Your objective: Keep only the lines of the listing that include the word "thorax", and copy them.

Extracted data:
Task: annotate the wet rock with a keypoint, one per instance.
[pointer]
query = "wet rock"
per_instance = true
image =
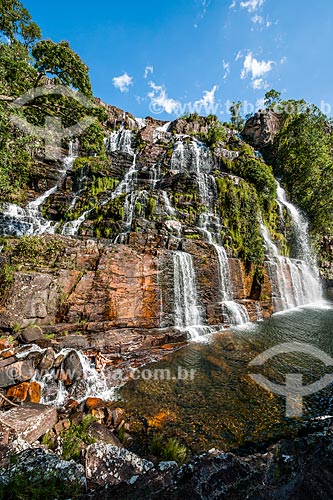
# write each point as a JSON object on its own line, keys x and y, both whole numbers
{"x": 47, "y": 360}
{"x": 31, "y": 333}
{"x": 110, "y": 464}
{"x": 101, "y": 433}
{"x": 17, "y": 372}
{"x": 293, "y": 469}
{"x": 95, "y": 403}
{"x": 46, "y": 472}
{"x": 71, "y": 369}
{"x": 29, "y": 422}
{"x": 27, "y": 391}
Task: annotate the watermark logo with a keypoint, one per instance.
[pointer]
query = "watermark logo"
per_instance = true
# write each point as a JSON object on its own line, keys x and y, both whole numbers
{"x": 293, "y": 390}
{"x": 53, "y": 132}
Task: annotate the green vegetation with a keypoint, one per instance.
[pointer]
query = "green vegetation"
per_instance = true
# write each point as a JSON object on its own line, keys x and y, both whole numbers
{"x": 76, "y": 438}
{"x": 238, "y": 206}
{"x": 26, "y": 62}
{"x": 32, "y": 486}
{"x": 236, "y": 115}
{"x": 302, "y": 156}
{"x": 216, "y": 133}
{"x": 37, "y": 250}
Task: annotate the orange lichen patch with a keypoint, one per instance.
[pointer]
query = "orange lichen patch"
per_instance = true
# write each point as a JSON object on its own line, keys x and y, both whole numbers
{"x": 161, "y": 418}
{"x": 34, "y": 392}
{"x": 95, "y": 403}
{"x": 26, "y": 391}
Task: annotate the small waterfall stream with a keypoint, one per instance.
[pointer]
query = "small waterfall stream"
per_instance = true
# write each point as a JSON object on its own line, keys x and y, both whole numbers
{"x": 28, "y": 221}
{"x": 188, "y": 315}
{"x": 235, "y": 313}
{"x": 294, "y": 281}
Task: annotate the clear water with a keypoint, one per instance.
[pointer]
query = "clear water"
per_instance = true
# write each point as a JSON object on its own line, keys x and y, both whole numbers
{"x": 222, "y": 406}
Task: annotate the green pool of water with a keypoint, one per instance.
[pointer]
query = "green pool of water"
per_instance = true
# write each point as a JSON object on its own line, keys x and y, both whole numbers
{"x": 220, "y": 405}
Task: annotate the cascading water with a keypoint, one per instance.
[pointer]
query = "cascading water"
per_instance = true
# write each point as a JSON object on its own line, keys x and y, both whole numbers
{"x": 93, "y": 383}
{"x": 233, "y": 312}
{"x": 17, "y": 221}
{"x": 195, "y": 157}
{"x": 121, "y": 141}
{"x": 188, "y": 315}
{"x": 294, "y": 281}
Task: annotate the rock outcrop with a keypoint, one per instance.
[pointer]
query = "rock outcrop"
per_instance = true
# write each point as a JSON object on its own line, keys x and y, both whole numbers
{"x": 290, "y": 470}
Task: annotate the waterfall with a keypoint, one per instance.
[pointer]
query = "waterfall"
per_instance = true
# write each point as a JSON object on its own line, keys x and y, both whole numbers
{"x": 300, "y": 226}
{"x": 17, "y": 221}
{"x": 127, "y": 185}
{"x": 234, "y": 313}
{"x": 93, "y": 383}
{"x": 194, "y": 157}
{"x": 294, "y": 281}
{"x": 186, "y": 306}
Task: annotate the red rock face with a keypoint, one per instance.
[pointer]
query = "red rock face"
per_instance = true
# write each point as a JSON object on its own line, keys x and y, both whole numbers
{"x": 124, "y": 290}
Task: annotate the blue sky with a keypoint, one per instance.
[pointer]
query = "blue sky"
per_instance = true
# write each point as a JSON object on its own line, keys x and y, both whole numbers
{"x": 164, "y": 58}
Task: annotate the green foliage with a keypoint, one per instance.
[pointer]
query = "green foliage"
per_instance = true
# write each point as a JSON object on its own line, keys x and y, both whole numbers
{"x": 216, "y": 133}
{"x": 6, "y": 279}
{"x": 151, "y": 206}
{"x": 32, "y": 486}
{"x": 15, "y": 20}
{"x": 170, "y": 450}
{"x": 272, "y": 97}
{"x": 75, "y": 439}
{"x": 258, "y": 173}
{"x": 35, "y": 250}
{"x": 302, "y": 156}
{"x": 238, "y": 206}
{"x": 60, "y": 60}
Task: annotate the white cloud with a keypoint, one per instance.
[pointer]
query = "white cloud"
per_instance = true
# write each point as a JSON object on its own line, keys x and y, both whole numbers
{"x": 123, "y": 82}
{"x": 148, "y": 70}
{"x": 254, "y": 68}
{"x": 208, "y": 98}
{"x": 226, "y": 67}
{"x": 252, "y": 5}
{"x": 159, "y": 100}
{"x": 239, "y": 55}
{"x": 259, "y": 83}
{"x": 257, "y": 19}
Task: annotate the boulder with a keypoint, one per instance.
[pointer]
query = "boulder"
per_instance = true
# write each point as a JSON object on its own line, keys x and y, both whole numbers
{"x": 44, "y": 472}
{"x": 71, "y": 369}
{"x": 261, "y": 129}
{"x": 293, "y": 469}
{"x": 29, "y": 422}
{"x": 110, "y": 464}
{"x": 99, "y": 432}
{"x": 31, "y": 334}
{"x": 17, "y": 372}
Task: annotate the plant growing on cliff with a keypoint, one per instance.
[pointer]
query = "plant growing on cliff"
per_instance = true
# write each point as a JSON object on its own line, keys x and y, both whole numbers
{"x": 76, "y": 438}
{"x": 170, "y": 449}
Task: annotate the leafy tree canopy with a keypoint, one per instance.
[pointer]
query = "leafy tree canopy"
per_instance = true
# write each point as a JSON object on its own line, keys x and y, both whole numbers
{"x": 58, "y": 59}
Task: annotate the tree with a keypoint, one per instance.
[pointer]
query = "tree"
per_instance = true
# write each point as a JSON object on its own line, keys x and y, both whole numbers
{"x": 236, "y": 117}
{"x": 60, "y": 60}
{"x": 303, "y": 158}
{"x": 16, "y": 22}
{"x": 272, "y": 97}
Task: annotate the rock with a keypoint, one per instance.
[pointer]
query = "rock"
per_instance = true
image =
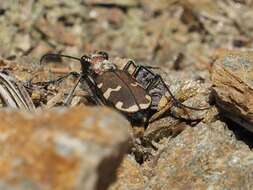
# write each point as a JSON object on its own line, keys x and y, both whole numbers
{"x": 129, "y": 176}
{"x": 203, "y": 157}
{"x": 59, "y": 149}
{"x": 232, "y": 78}
{"x": 125, "y": 3}
{"x": 164, "y": 127}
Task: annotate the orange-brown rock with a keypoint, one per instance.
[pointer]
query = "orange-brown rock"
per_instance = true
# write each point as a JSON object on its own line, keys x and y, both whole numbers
{"x": 232, "y": 78}
{"x": 79, "y": 148}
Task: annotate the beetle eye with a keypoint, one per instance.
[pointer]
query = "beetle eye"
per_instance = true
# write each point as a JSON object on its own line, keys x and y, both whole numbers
{"x": 104, "y": 54}
{"x": 85, "y": 59}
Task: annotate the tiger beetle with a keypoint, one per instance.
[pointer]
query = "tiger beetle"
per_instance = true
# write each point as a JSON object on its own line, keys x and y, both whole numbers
{"x": 136, "y": 94}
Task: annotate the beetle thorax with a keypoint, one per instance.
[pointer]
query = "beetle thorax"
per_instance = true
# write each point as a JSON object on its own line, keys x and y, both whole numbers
{"x": 102, "y": 65}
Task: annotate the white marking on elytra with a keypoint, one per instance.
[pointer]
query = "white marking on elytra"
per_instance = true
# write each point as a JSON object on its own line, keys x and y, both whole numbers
{"x": 135, "y": 84}
{"x": 133, "y": 108}
{"x": 110, "y": 90}
{"x": 145, "y": 106}
{"x": 100, "y": 85}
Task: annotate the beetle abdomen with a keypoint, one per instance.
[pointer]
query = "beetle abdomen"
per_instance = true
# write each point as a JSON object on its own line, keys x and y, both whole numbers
{"x": 123, "y": 92}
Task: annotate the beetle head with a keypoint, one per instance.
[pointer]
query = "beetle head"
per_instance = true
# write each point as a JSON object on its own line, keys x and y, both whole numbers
{"x": 99, "y": 62}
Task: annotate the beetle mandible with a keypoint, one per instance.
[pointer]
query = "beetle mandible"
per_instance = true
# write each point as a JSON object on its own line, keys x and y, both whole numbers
{"x": 135, "y": 94}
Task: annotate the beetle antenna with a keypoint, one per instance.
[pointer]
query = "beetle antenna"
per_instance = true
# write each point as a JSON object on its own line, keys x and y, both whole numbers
{"x": 56, "y": 56}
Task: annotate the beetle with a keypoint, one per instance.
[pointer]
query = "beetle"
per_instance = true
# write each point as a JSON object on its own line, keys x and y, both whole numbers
{"x": 135, "y": 94}
{"x": 111, "y": 86}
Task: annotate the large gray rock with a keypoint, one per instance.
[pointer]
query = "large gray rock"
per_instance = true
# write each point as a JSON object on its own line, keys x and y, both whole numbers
{"x": 203, "y": 157}
{"x": 75, "y": 149}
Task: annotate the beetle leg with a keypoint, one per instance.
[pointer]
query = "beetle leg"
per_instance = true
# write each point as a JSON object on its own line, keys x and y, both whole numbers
{"x": 70, "y": 95}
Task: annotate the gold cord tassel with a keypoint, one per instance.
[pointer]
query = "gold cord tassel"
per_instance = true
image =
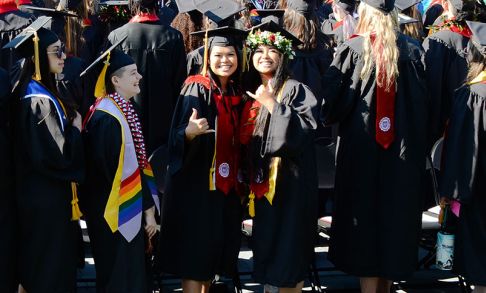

Written answer:
Task: annotate the beetle thorax with a keypoint, one per instance.
query = "beetle thorax"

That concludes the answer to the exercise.